■ **DOCUMENT SEGMENT**

Aye, but the problem with the hypothesis is it affects long wave and short wave frequencies more and not so much VHF, UHF and microwave frequencies which is up where we are with this sort of gear. After 5.5 years I have not had a battery issue with the HR92s, nor really with the HW sensor, other than one HR92 needing its batteries changing every three months. I suspect the circuitry is faulty and not reading the amount of residual power in the batteries correctly as the batteries are fine when I take them out. Put another way, after three months the power drop, albeit slight, is enough for the HR92 to think the batteries need replacing when they don’t. Where I have had an issue is the control panel. In the early days they often showed little or no power. Minor bending of the contacts resolved that but they don’t hold their power for very long when you discount mains power from the panel.15 minutes if one is lucky and then, if not before then, it bleeps and shows little power left. I have not got round to replacing them with new rechargeables. I ought to.
Batteries back to full charge. Just find it irritating that a product at this price and at least 3 generations in, requires undocumented, fiddly work arounds for something as simple as battery charging and battery contacts. The system is complicated enough for the nontechnical user as it is. When I ended up in hospital for 6 weeks 3 years ago my wife had the HR92 swapped out for the old TRVs and reverted to a dumb system. I doubt that EvoHome will ever be suitable for the nontechnical user. Not one of my friends or family have ever been tempted to adopt it and I usually have to help boiler service engineers with basic functions to enable them to test the boiler. If I did not need the totally independant zone control, I would not bother with EvoHome, and if I was not around, my wife would have it ripped out a.s.a.p.

■ **PROVIDED DATA**
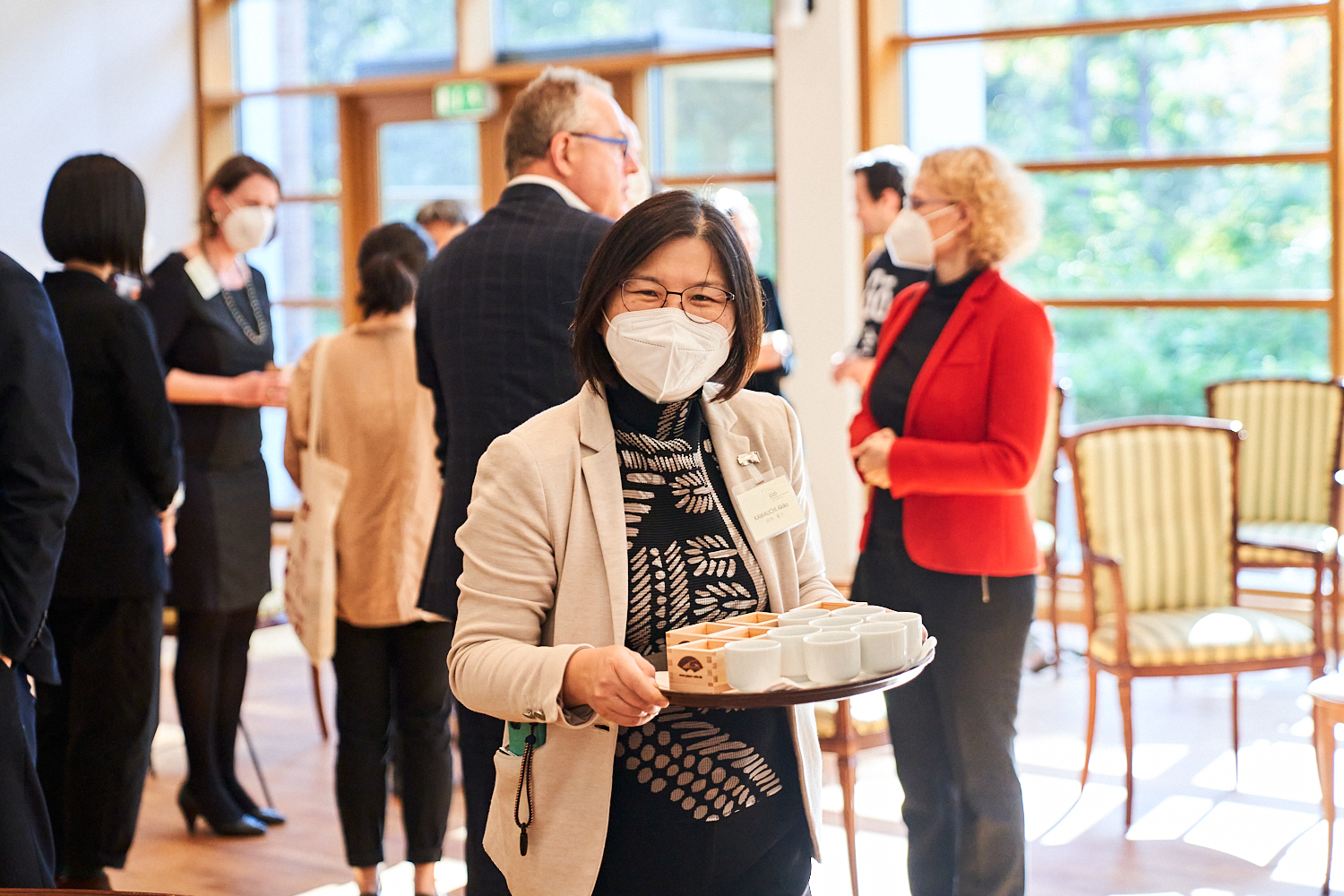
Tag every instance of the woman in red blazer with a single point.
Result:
(948, 438)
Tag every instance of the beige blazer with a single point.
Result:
(545, 573)
(378, 422)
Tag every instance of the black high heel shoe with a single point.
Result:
(244, 826)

■ **PROBLEM STATEMENT**
Carry on the EvoHome battery discussion from its last sentence.

■ **YOUR RESPONSE**
If the sunspot hypothesis is out, maybe need to investigate quasars and quantum instability to explain the HW comms. There again it could be a suboptimal design?
Thanks, sounds like there are a few of us thinking the same.
I can't see that the limit is due to technical reasons such as RF channels and device IDs etc, as there is the ability to bind more rooms/HR92 etc than there are zones. So it seems like the limit of 12 is just an arbitrary number that was decided at some point in development.
I think lots of houses would be close to or over the 12 room/zone limit, and personally I prefer it when software limitations like this are well above what would be 'average' use cases.
Upping it to 24 I think would cover all but the largest mansions, UI changes would be easy as it's just a couple more pages of 6.